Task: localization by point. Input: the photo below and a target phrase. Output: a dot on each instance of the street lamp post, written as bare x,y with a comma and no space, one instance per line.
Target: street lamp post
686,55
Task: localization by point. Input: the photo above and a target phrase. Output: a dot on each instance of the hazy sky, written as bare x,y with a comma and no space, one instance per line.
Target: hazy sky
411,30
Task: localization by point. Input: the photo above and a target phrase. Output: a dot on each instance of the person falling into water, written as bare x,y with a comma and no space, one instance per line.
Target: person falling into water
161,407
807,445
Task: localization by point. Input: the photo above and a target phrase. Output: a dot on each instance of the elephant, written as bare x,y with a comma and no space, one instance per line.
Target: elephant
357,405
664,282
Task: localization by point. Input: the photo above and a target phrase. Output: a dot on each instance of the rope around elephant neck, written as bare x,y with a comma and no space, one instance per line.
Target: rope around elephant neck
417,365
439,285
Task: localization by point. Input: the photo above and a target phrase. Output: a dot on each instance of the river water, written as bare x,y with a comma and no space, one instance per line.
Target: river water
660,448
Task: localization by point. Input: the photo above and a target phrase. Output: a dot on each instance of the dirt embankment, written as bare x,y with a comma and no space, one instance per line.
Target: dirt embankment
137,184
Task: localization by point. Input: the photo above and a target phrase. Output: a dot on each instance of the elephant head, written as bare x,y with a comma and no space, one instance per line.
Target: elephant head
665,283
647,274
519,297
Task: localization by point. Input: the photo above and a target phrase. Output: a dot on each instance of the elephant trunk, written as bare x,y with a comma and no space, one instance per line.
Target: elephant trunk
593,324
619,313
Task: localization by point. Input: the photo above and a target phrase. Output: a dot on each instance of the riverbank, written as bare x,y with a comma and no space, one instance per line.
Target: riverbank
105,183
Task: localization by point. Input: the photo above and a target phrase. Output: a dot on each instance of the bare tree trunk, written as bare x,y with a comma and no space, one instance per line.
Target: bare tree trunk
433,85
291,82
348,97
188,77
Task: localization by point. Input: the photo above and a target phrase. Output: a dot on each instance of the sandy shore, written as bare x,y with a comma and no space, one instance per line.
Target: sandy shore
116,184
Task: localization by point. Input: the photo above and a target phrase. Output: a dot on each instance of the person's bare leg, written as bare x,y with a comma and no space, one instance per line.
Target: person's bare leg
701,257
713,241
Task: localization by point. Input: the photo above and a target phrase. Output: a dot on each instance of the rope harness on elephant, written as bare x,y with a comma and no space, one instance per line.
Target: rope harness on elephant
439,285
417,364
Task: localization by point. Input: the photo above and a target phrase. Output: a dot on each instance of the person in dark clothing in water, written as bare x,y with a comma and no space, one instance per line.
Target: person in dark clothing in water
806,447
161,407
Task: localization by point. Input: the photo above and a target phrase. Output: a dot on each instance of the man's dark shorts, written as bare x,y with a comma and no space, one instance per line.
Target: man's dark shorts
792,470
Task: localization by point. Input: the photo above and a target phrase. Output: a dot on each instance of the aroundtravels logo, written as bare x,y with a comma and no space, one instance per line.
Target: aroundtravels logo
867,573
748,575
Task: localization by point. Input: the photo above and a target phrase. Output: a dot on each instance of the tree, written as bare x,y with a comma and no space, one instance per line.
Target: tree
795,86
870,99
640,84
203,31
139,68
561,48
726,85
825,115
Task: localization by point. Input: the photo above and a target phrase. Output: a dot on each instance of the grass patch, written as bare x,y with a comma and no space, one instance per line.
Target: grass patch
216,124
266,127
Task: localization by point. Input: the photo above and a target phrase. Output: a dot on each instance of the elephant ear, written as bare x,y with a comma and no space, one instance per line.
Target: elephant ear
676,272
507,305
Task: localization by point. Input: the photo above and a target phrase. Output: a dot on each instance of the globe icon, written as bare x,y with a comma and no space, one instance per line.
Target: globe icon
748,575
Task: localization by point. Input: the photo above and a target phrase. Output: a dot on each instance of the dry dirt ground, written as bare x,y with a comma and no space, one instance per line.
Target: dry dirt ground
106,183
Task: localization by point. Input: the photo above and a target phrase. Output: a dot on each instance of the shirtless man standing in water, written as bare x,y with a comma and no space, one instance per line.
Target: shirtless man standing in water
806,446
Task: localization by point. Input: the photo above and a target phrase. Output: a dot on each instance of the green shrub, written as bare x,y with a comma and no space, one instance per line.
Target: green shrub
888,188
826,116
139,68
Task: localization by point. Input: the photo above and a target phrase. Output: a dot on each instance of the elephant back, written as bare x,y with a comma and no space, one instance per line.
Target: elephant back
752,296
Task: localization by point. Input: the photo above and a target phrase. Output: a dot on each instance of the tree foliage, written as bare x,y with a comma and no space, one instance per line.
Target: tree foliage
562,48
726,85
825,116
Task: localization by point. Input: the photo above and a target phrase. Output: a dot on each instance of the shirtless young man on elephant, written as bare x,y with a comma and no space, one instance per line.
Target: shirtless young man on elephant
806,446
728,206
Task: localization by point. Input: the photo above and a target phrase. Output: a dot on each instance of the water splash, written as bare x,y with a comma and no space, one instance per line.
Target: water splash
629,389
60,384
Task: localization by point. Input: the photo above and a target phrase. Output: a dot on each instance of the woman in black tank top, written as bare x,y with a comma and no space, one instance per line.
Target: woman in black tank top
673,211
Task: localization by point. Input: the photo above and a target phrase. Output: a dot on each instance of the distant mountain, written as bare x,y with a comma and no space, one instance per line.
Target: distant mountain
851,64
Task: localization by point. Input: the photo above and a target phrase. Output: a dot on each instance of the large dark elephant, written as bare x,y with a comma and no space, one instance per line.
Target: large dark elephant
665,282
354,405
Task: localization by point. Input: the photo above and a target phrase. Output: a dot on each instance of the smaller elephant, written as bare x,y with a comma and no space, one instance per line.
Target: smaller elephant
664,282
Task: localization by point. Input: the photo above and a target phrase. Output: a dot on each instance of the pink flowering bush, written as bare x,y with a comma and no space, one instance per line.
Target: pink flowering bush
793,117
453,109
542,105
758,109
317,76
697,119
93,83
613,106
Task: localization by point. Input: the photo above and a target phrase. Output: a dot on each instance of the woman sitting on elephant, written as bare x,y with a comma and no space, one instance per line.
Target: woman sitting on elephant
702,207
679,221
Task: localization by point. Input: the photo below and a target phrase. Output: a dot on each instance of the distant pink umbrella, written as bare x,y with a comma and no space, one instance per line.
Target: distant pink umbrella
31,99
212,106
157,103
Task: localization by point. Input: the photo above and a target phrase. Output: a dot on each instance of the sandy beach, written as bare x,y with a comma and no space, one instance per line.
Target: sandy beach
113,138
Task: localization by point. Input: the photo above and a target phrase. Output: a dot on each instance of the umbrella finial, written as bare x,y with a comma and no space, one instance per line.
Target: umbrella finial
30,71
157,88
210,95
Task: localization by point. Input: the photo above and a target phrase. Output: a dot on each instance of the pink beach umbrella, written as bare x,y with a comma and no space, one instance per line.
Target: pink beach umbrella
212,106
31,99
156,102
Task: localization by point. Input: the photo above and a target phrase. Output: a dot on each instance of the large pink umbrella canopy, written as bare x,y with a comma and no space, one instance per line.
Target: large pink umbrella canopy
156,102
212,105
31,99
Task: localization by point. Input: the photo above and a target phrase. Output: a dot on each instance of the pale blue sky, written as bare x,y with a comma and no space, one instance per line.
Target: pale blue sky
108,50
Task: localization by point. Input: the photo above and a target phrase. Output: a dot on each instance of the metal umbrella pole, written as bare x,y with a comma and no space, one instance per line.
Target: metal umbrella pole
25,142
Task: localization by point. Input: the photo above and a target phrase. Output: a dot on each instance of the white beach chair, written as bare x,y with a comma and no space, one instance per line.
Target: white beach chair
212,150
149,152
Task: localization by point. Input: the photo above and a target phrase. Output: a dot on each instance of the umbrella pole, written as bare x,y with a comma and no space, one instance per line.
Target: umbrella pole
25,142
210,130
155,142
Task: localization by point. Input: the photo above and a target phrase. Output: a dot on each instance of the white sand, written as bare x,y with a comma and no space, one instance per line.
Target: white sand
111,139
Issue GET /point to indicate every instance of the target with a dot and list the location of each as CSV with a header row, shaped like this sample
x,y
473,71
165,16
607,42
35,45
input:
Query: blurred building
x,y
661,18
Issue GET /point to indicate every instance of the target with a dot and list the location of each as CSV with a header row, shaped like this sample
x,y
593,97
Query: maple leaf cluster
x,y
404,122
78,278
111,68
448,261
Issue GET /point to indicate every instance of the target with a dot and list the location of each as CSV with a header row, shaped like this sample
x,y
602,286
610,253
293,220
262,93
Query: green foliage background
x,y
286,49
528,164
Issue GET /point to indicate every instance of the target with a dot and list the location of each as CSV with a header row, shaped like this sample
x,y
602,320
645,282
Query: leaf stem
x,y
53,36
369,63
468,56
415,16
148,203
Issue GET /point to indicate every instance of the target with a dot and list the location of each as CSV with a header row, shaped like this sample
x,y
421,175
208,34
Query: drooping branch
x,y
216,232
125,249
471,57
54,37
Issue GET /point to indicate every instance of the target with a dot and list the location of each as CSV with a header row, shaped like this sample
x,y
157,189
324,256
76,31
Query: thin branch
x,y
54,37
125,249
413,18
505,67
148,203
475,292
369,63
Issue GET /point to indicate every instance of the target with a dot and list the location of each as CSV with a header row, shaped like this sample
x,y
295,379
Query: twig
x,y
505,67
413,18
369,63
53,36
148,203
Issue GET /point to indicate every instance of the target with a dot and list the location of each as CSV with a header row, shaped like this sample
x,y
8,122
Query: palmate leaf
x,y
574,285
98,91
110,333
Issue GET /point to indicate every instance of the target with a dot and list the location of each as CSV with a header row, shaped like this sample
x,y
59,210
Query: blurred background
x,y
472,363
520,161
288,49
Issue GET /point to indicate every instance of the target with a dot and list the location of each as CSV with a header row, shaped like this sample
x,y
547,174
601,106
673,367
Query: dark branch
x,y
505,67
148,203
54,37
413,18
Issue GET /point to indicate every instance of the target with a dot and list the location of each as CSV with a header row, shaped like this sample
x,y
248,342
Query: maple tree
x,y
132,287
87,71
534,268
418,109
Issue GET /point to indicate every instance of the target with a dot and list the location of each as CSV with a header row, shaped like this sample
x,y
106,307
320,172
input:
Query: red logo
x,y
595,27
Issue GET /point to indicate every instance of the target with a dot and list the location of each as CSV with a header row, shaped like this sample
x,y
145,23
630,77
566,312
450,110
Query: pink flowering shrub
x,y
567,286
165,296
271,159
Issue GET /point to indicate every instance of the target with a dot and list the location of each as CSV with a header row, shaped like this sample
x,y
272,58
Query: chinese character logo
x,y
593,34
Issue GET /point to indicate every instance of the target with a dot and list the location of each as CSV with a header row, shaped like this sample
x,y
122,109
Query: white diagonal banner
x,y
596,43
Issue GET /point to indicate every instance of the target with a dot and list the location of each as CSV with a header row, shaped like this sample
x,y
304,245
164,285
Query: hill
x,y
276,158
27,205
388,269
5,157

> **WORK INSTRUCTIONS**
Count the lines in the material above that contain the string "rope", treating uppercase and lowercase as different. Reply with the number only.

> **SOLUTION FOR THIS EXERCISE**
4